··· DATASET RECORDS ···
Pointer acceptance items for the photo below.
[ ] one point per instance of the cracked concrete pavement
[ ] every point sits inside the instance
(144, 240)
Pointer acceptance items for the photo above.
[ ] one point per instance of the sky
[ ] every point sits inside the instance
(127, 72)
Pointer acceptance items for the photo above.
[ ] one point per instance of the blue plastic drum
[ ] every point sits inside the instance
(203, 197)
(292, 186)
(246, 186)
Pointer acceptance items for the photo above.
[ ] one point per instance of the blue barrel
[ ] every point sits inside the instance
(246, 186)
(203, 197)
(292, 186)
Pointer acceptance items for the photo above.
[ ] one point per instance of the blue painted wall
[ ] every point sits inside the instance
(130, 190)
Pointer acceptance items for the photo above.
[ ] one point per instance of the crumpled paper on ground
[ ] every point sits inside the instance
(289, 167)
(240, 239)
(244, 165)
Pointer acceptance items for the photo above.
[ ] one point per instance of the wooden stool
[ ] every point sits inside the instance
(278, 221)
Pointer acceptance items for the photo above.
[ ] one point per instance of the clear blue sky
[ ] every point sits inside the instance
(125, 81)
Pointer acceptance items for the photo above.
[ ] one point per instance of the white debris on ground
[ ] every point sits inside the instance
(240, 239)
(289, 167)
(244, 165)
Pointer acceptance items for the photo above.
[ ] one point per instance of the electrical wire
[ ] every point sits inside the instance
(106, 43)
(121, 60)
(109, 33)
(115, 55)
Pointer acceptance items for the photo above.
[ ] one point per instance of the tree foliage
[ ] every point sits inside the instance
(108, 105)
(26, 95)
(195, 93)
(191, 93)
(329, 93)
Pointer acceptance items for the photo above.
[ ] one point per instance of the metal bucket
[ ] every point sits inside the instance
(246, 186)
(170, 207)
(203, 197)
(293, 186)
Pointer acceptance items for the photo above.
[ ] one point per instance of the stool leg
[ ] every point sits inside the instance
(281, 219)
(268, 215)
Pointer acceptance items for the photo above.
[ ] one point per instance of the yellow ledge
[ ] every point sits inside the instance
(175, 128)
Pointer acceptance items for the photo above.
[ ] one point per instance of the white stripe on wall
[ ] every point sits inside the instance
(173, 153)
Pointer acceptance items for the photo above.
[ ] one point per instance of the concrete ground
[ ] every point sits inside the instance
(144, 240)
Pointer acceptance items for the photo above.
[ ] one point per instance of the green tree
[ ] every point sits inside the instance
···
◆ TASK DIRECTIONS: So that nothing is lost, transcribe each entry exactly as written.

◆ OUTPUT:
Pointer acceptance items for the photo below.
[ ] one point per instance of the cracked concrete pavement
[ ] every point sits inside the instance
(144, 240)
Pointer acceptance items for the photo above.
[ ] one point per instance of the sky
[ ] every point sits inside the instance
(127, 72)
Pointer acceptance items for the photo above.
[ ] one point per instance of the blue plastic drum
[ ] every point sits inside the instance
(203, 197)
(292, 186)
(246, 186)
Pointer acceptance items for the photo above.
[ ] one point per instance of the blue barrel
[ ] every point sits inside the instance
(246, 186)
(203, 197)
(292, 186)
Pointer acceptance items for the photo above.
[ ] one point per instance of the blue painted wall
[ ] every point sits inside the instance
(130, 190)
Pointer acceptance items for the photo above.
[ ] one point per instance of the crumpled paper on ground
[ ] every point sits inside the instance
(289, 167)
(240, 239)
(244, 165)
Pointer acceptance items for the photo above.
[ ] one point per instance of the wooden stool
[ ] every point sits inside the instance
(278, 221)
Pointer acceptance items for the photo above.
[ ] one point per instance of the clear blue sky
[ ] every point sits inside the instance
(125, 81)
Pointer acceptance items for the photo above.
[ ] one point per instance of the white debris on ground
[ ] every point sits inside the instance
(240, 239)
(289, 167)
(244, 165)
Pointer acceptance items for the photo above.
[ ] one point per instance of the electrical wire
[ ] every point sits inside the instance
(106, 43)
(121, 60)
(109, 33)
(115, 55)
Pointer acceptance items for the photo above.
[ ] one point per instance of the tree foliage
[ ] every point sits inside the instance
(108, 105)
(26, 95)
(195, 93)
(191, 93)
(329, 93)
Pointer acceptance items for the photo above.
[ ] one point per instance of the metal bucket
[ ] every point sits inside the instance
(246, 186)
(170, 207)
(203, 197)
(293, 186)
Pointer acceptance items for the photo above.
[ ] one point per instance of the stool leg
[ ] every point sits inside the instance
(281, 219)
(268, 215)
Pointer acceptance items for the photo above.
[ ] one point per instance of the yellow ledge
[ ] every point sits inside the instance
(175, 128)
Pointer acceptance items for the photo above.
[ ] one point per instance of the white stripe on wall
[ ] every point sits inside the instance
(173, 153)
Pointer acceptance items for the photo above.
[ ] one point per instance of the concrete ground
[ ] every point sits inside the instance
(144, 240)
Pointer acceptance items for the photo above.
[ ] one point per instance of the green tree
[ ] every point sits inside the instance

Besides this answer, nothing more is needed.